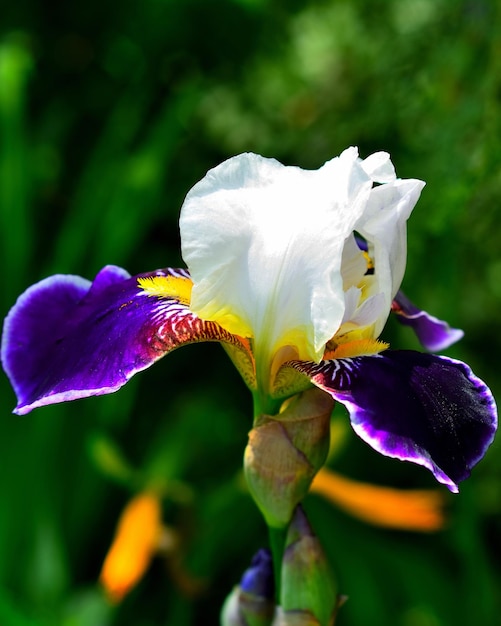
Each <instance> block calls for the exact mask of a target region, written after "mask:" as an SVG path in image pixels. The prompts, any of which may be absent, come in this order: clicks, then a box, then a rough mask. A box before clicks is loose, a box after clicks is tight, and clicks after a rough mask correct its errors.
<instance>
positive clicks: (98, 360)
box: [2, 266, 236, 414]
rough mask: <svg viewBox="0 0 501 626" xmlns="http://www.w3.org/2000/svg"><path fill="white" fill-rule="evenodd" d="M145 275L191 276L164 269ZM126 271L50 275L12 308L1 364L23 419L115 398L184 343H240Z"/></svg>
mask: <svg viewBox="0 0 501 626" xmlns="http://www.w3.org/2000/svg"><path fill="white" fill-rule="evenodd" d="M140 276H141V277H146V276H177V277H189V275H188V273H187V271H186V270H175V269H165V270H158V271H156V272H151V273H149V274H141V275H140ZM137 279H138V276H134V277H130V276H129V274H127V272H125V270H122V269H120V268H117V267H113V266H108V267H105V268H104V269H103V270H101V272H100V273H99V274H98V275H97V277H96V279H95V280H94V282H93V283H92V284H91V283H90V282H89V281H86V280H84V279H83V278H80V277H78V276H61V275H59V276H53V277H51V278H47V279H45V280H42V281H41V282H39V283H38V284H36V285H33V286H32V287H30V288H29V289H28V290H27V291H26V292H25V293H24V294H23V295H22V296H20V298H19V299H18V301H17V303H16V304H15V306H14V307H13V308H12V310H11V311H10V313H9V315H8V316H7V319H6V321H5V325H4V331H3V335H2V363H3V366H4V369H5V371H6V372H7V375H8V376H9V378H10V380H11V383H12V385H13V387H14V390H15V392H16V395H17V397H18V405H17V408H16V410H15V412H16V413H18V414H24V413H28V412H29V411H31V410H32V409H34V408H36V407H39V406H44V405H47V404H53V403H56V402H64V401H67V400H75V399H77V398H84V397H87V396H92V395H101V394H106V393H111V392H113V391H116V390H117V389H119V388H120V387H121V386H122V385H124V384H125V383H126V382H127V381H128V380H129V379H130V378H131V376H133V375H134V374H136V373H137V372H139V371H141V370H143V369H146V368H147V367H149V366H150V365H152V364H153V363H154V362H155V361H156V360H157V359H159V358H160V357H162V356H164V355H165V354H166V353H167V352H169V351H170V350H173V349H174V348H177V347H179V346H180V345H183V344H186V343H191V342H195V341H211V340H212V341H214V340H226V341H229V342H230V343H235V342H236V341H235V339H234V338H233V337H232V336H231V335H229V334H228V333H225V331H223V330H222V329H221V328H220V327H219V326H218V325H217V324H215V323H209V322H203V321H202V320H200V319H199V318H198V317H196V316H195V315H193V314H192V313H191V311H190V310H189V308H188V307H187V306H185V305H184V304H181V303H180V302H178V301H177V300H176V299H171V298H167V297H157V296H150V295H147V294H146V293H145V292H144V291H143V290H142V289H141V288H140V287H139V286H138V283H137Z"/></svg>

Aim of the task ->
Send back every line of the listing exactly. Omit the images.

Task result ->
Each <instance> block calls for the exact mask of a target region, written after "mask:" as an SVG path in image pixels. The prompts, any of which may be absent, come in this order: clicks, then a box, then a rough mask. A box before clicks is loose, a box after clicks is tight, and clicks after a rough mask correct its errors.
<instance>
positive clicks: (98, 360)
box: [2, 266, 236, 414]
rough mask: <svg viewBox="0 0 501 626" xmlns="http://www.w3.org/2000/svg"><path fill="white" fill-rule="evenodd" d="M145 275L191 276L164 269ZM126 271L50 275L12 308L1 364L23 419L115 398L184 343H240Z"/></svg>
mask: <svg viewBox="0 0 501 626" xmlns="http://www.w3.org/2000/svg"><path fill="white" fill-rule="evenodd" d="M140 276H141V277H146V276H177V277H189V275H188V273H187V271H186V270H175V269H165V270H158V271H156V272H151V273H149V274H141V275H140ZM137 279H138V276H134V277H130V276H129V274H127V272H125V270H122V269H120V268H117V267H113V266H108V267H105V268H104V269H103V270H101V272H100V273H99V274H98V275H97V277H96V279H95V280H94V282H93V283H92V284H91V283H90V282H89V281H86V280H84V279H83V278H80V277H78V276H61V275H59V276H53V277H51V278H47V279H45V280H42V281H41V282H39V283H38V284H36V285H33V286H32V287H30V288H29V289H28V290H27V291H26V292H25V293H24V294H23V295H22V296H20V298H19V299H18V301H17V303H16V304H15V306H14V307H13V308H12V310H11V311H10V313H9V315H8V316H7V319H6V321H5V325H4V331H3V335H2V363H3V366H4V369H5V371H6V372H7V375H8V376H9V378H10V380H11V383H12V385H13V387H14V390H15V392H16V395H17V397H18V405H17V408H16V410H15V412H16V413H18V414H24V413H28V412H29V411H31V410H32V409H34V408H36V407H39V406H44V405H47V404H53V403H56V402H64V401H67V400H75V399H77V398H84V397H87V396H92V395H101V394H106V393H111V392H113V391H116V390H117V389H119V388H120V387H121V386H122V385H124V384H125V383H126V382H127V381H128V380H129V379H130V378H131V376H133V375H134V374H136V373H137V372H139V371H141V370H143V369H146V368H147V367H149V366H150V365H152V364H153V363H154V362H155V361H156V360H157V359H159V358H160V357H162V356H164V355H165V354H166V353H167V352H169V351H170V350H173V349H174V348H177V347H179V346H180V345H183V344H186V343H191V342H195V341H211V340H212V341H214V340H226V341H229V342H230V343H235V342H236V341H235V339H234V338H233V337H232V336H231V335H229V334H228V333H225V331H223V330H222V329H221V328H220V327H219V326H218V325H217V324H215V323H209V322H203V321H202V320H200V319H199V318H198V317H196V316H195V315H193V314H192V313H191V311H190V310H189V308H188V307H187V306H185V305H184V304H181V303H180V302H178V301H177V300H176V299H171V298H167V297H157V296H150V295H147V294H146V293H145V292H144V291H143V290H142V289H141V288H140V287H139V286H138V283H137Z"/></svg>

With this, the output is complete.